● TASK PROMPT
Convert every line of the entries below into a Markdown table with two columns, Row and Line, giving each line its own row number and leaving out blank lines.

### AVAILABLE DATA ###

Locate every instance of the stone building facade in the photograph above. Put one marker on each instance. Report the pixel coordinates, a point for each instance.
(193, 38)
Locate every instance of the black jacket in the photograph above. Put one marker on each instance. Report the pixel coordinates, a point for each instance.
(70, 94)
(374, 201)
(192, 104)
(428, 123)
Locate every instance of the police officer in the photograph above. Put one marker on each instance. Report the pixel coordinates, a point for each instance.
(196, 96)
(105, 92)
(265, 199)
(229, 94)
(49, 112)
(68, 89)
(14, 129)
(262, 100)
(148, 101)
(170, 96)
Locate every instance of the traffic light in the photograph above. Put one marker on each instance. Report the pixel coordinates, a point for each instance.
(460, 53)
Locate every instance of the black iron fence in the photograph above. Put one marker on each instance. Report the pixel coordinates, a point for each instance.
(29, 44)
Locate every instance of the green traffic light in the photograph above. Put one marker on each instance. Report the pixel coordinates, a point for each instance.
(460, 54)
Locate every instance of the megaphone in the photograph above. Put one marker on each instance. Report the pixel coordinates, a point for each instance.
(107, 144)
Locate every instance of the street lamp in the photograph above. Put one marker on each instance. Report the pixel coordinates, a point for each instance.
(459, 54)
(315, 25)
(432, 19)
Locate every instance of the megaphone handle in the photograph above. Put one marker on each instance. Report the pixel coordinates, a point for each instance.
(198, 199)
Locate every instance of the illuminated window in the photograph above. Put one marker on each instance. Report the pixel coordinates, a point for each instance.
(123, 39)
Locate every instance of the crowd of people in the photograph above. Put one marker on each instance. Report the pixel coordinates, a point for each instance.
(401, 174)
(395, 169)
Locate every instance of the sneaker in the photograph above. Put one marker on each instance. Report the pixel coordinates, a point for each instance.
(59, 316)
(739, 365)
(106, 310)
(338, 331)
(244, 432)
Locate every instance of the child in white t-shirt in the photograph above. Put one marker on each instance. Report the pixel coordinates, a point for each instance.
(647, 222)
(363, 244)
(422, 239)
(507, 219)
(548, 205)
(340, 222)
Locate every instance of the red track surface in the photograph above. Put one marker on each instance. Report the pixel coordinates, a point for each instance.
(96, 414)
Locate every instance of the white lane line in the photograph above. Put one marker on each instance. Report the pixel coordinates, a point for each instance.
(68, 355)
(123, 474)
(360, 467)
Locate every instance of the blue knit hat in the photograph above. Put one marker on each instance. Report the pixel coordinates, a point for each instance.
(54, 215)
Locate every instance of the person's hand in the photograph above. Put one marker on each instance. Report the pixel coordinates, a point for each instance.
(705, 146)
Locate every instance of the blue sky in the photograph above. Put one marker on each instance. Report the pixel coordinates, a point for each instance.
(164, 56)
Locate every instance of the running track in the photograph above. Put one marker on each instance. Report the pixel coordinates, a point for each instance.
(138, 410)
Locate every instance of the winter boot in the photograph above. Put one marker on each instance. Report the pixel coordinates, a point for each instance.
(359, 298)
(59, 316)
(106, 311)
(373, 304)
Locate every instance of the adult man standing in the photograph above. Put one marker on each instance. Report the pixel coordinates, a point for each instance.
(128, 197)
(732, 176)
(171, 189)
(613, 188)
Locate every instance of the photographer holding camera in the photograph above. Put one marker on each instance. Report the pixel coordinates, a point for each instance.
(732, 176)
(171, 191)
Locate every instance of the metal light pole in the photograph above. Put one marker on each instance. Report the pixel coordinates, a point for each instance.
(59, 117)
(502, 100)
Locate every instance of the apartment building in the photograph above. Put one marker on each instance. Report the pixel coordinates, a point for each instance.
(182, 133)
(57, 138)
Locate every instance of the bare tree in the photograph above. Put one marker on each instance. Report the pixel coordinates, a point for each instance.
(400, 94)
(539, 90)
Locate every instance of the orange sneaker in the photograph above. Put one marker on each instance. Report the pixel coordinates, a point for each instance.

###

● SOLVED EXERCISE
| Row | Line |
|---|---|
| 1 | Locate every instance of the stone building facade in the photograph above. Put one marker on each instance. Report the pixel coordinates, a point for each instance. |
| 2 | (193, 38) |
| 3 | Locate every instance of the black jacket in the photograph above. Put one marker on each instance. Report the pixel coordinates, a point for each instance. |
| 4 | (70, 94) |
| 5 | (374, 201) |
| 6 | (192, 104) |
| 7 | (428, 123) |
| 8 | Locate every instance of the police officer in the photograph above. Put one marker on each instance. Report the pixel coordinates, a point for each instance. |
| 9 | (196, 96) |
| 10 | (105, 92) |
| 11 | (265, 199) |
| 12 | (229, 94) |
| 13 | (49, 112) |
| 14 | (68, 89) |
| 15 | (14, 129) |
| 16 | (262, 100) |
| 17 | (148, 101) |
| 18 | (170, 96) |
| 19 | Locate every instance of the traffic light in the photograph above. Put one marker on each instance. Report the pixel coordinates, a point for each instance. |
| 20 | (460, 53) |
| 21 | Locate every instance of the black iron fence in the photograph above. Put one marker on each instance. Report the pixel coordinates, a point for each instance. |
| 22 | (29, 44) |
| 23 | Locate every instance of the green traffic light in the photograph above. Put one marker on each instance. Report the pixel coordinates, a point for each instance. |
| 24 | (460, 54) |
| 25 | Locate every instance of the megaphone in the photograph above. Put one marker on each instance. Report the pixel coordinates, a point for each instance. |
| 26 | (107, 144) |
| 27 | Locate every instance of the street lamp in the photograph above. Put one marker on each instance. Report the pixel coordinates, a point for each instance. |
| 28 | (459, 54) |
| 29 | (315, 25) |
| 30 | (432, 19) |
| 31 | Locate every instance of the megaphone handle in the photograph above. Put one marker on each instance. Report the pixel coordinates, a point for each instance. |
| 32 | (198, 199) |
| 33 | Locate every instance of the illuminated window in the photograph above. Put one marker on each instance. Report the pixel coordinates, a point for each instance. |
| 34 | (123, 39) |
| 35 | Locate every instance of the crowd of people in the photograph above. Put one marker on each instance. Report the pixel coordinates, a point for each instance. |
| 36 | (401, 174) |
| 37 | (395, 169) |
| 38 | Locate every instance of the sneaker in the photograph above. Put one marker on each instance. Report the pixel coordinates, a point for each instance. |
| 39 | (59, 316) |
| 40 | (739, 365) |
| 41 | (106, 310) |
| 42 | (338, 331) |
| 43 | (244, 432) |
| 44 | Locate every instance of the child in white t-shirt in the photograph above. Put one marker on each instance. Report the pixel coordinates, a point for each instance. |
| 45 | (647, 222) |
| 46 | (363, 244) |
| 47 | (422, 239) |
| 48 | (507, 219) |
| 49 | (548, 205) |
| 50 | (340, 222) |
| 51 | Locate every instance of the red track surface in the photograph above. Put one marker on each instance. Report the pixel coordinates, a point for each instance. |
| 52 | (96, 414) |
| 53 | Locate every instance of the white lane line in the photograph above. Put one marker on each instance. Report the pixel coordinates, a point for each instance. |
| 54 | (68, 355) |
| 55 | (123, 474) |
| 56 | (360, 467) |
| 57 | Locate every instance of the blue knit hat in the photograph above. Put one marker on each instance. Report the pixel coordinates, a point for each instance. |
| 58 | (54, 215) |
| 59 | Locate every instance of the person's hand in the photograph above. Put one marker on each instance. Report the pixel coordinates, a point for each instance. |
| 60 | (705, 146) |
| 61 | Locate every instance of the blue sky in the photograph above. Put one marker on each instance. Report the pixel coordinates, a point for each instance. |
| 62 | (164, 56) |
| 63 | Locate every instance of the running track in the photograph above. Put one marker on each instance. Report the pixel coordinates, a point for each instance. |
| 64 | (138, 410) |
| 65 | Locate every instance of the winter boot in the photograph above. Put one marker on each instance. Report the pixel coordinates, a point for each instance. |
| 66 | (359, 298) |
| 67 | (59, 316) |
| 68 | (106, 311) |
| 69 | (373, 304) |
| 70 | Locate every instance of the adult man standing in the photograph above. Put one marker on each instance. Report the pixel coordinates, a point for each instance. |
| 71 | (128, 197) |
| 72 | (732, 176) |
| 73 | (171, 189) |
| 74 | (613, 188) |
| 75 | Locate every instance of the photographer holding camera in the photograph above. Put one marker on each instance. Report the pixel coordinates, a point for each instance. |
| 76 | (732, 176) |
| 77 | (171, 191) |
| 78 | Locate every instance of the metal light pole in the photograph above. Put one marker on each instance. Report the pixel coordinates, a point for each instance. |
| 79 | (59, 117) |
| 80 | (502, 100) |
| 81 | Locate every instance of the apartment building in the photograph above. Put one marker on each instance. Report the pixel coordinates, a point for each instance. |
| 82 | (182, 133) |
| 83 | (57, 138) |
| 84 | Locate every instance of the bare tree in the photograph above. Put one marker on each instance. Report the pixel coordinates, a point for each instance. |
| 85 | (400, 94) |
| 86 | (539, 90) |
| 87 | Locate every instance of the orange sneaker in the photograph above. Put one marker on each instance. Report the pixel coordinates, a point for each instance. |